本文抜粋 →
........

結論 原査定を取り消す。 本願の意匠は、登録すべきものとする。
理由 第1 手続の経緯

本願は、2020年2月21日の世界知的所有権機関への出願に基づく優先権の主張を伴う、令和2年(2020年)8月18日の意匠登録出願であって、その後の主な手続の経緯は、以下のとおりである。

令和 3年(2021年) 3月23日付け 拒絶理由通知
同年 6月23日 意見書の提出
同年 10月 8日付け 拒絶査定
令和 4年(2022年) 1月18日 審判請求書の提出

第2 本願の意匠

本願の意匠(以下「本願意匠」という。)は、願書及び願書に添付した図面の記載によれば、意匠に係る物品を「腕時計用側」とし、その形状等(形状、模様若しくは色彩又はこれらの結合)は、願書の記載及び願書に添付した図面に記載されたとおりとしたものである。(別紙第1参照)

第3 原査定の拒絶の理由及び引用の意匠

原査定の拒絶の理由は、本願意匠は、その出願前に日本国内又は外国において頒布された刊行物に記載された意匠又は電気通信回線を通じて公衆に利用可能となった下記の意匠(以下「引用意匠」という。)に類似するものであるから、意匠法3条1項3号に掲げる意匠(先行の公知意匠に類似するため、意匠登録を受けることのできない意匠)に該当する、というものである。

引用意匠(別紙第2参照)
独立行政法人工業所有権総合情報館が2001年 5月18日に受け入れた
小学館発行の内国雑誌「DIME」(2001年 5月 3日発行)10号
第150頁所載
腕時計に表された「腕時計用側」の意匠
(特許庁意匠課公知資料番号第HA13005605号)

第4 当審の判断

1 本願意匠及び引用意匠の対比

(1)意匠に係る物品
本願意匠の意匠に係る物品は「腕時計用側」であり、引用意匠の意匠に係る物品も腕時計に表された「腕時計用側」であるから、本願意匠及び引用意匠(以下「両意匠」という。)の意匠に係る物品は、一致する。

(2)両意匠の形状等
両意匠の形状等については、主として、以下の共通点及び相違点がある。

ア 共通点
(ア)基本的構成態様
全体は、ミドルケース、透明レンズ、ベゼル及び裏蓋からなる略円盤形状の本体(以下「本体ケース部」という。)と、本体ケース部の周側面において、上下中央に設けた略横長長方形板状のラグ、右端中央に設けた先端を半球状に形成した略横向き短円柱形状のリューズカバー及び正面から見て5時の位置に設けたリューズカバーと本体ケース部を環状の鎖で繋ぐリューズカバー保持用の板(以下「リューズカバー保持板」という。)からなるものである点。

........

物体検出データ

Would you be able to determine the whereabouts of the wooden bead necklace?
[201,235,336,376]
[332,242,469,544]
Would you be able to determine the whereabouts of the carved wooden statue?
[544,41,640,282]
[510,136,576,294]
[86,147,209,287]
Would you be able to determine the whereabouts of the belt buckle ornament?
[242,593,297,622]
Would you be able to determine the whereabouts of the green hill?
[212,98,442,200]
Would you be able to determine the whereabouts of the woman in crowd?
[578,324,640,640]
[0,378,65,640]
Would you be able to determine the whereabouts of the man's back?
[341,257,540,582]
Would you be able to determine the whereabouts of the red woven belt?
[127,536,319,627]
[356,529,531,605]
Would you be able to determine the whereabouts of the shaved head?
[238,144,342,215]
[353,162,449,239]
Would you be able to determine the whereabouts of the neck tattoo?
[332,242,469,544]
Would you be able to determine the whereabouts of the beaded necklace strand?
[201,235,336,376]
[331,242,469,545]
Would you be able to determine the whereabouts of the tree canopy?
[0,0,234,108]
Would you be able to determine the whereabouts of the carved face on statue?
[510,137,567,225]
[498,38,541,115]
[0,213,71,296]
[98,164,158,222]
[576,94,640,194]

........

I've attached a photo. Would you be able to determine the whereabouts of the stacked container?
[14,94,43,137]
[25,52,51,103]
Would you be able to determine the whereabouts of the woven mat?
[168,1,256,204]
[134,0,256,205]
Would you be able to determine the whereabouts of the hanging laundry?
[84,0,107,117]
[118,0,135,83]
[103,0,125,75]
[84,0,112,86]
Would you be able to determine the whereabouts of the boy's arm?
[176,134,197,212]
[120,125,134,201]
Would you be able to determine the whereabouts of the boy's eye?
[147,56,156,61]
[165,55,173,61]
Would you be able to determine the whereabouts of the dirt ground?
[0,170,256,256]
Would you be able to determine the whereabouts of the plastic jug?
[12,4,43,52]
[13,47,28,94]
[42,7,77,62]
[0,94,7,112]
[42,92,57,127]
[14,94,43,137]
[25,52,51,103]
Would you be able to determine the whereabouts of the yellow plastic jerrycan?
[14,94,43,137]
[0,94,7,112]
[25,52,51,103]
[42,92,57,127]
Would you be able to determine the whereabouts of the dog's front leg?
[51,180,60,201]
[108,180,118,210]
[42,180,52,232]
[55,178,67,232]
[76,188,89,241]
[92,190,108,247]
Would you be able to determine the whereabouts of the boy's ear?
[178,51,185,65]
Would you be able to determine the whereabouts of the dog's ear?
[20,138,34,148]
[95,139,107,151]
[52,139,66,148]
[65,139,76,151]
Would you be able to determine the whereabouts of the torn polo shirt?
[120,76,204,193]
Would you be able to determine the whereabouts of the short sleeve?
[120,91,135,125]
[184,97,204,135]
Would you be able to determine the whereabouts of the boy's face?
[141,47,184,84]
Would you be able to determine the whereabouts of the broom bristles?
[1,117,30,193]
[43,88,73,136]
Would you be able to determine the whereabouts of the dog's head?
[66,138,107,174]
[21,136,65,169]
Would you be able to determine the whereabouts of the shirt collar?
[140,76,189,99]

........

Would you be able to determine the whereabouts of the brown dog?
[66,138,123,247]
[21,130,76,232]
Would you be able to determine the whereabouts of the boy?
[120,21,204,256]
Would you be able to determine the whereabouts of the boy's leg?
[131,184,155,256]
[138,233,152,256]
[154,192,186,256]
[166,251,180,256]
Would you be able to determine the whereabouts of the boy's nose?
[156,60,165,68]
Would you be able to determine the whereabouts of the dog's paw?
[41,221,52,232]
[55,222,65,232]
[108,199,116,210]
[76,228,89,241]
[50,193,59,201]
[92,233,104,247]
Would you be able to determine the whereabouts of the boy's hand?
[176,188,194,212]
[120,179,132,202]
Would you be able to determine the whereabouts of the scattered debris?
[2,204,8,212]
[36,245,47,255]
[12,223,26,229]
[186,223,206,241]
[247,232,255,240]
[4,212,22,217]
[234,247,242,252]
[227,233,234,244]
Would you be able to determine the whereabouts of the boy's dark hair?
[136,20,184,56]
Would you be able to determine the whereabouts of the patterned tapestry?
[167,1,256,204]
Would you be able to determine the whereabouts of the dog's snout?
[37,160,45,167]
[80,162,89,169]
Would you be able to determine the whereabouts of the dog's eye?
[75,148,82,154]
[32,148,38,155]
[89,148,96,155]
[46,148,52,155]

........

課題 →
1 > 本文抜粋によると、本願意匠の意匠に係る物品は何ですか?
2 > 本文抜粋のうち、「令和 3年(2021年) 3月23日付け」を含む語句で始まり「該当する、というものである。」で終わる部分を、一字一句変えずに引用してください。

解答一覧 →
1 > 「腕時計用側」です。

2 >
令和 3年(2021年) 3月23日付け 拒絶理由通知
同年 6月23日 意見書の提出
同年 10月 8日付け 拒絶査定
令和 4年(2022年) 1月18日 審判請求書の提出

第2 本願の意匠

本願の意匠(以下「本願意匠」という。)は、願書及び願書に添付した図面の記載によれば、意匠に係る物品を「腕時計用側」とし、その形状等(形状、模様若しくは色彩又はこれらの結合)は、願書の記載及び願書に添付した図面に記載されたとおりとしたものである。(別紙第1参照)

第3 原査定の拒絶の理由及び引用の意匠

原査定の拒絶の理由は、本願意匠は、その出願前に日本国内又は外国において頒布された刊行物に記載された意匠又は電気通信回線を通じて公衆に利用可能となった下記の意匠(以下「引用意匠」という。)に類似するものであるから、意匠法3条1項3号に掲げる意匠(先行の公知意匠に類似するため、意匠登録を受けることのできない意匠)に該当する、というものである。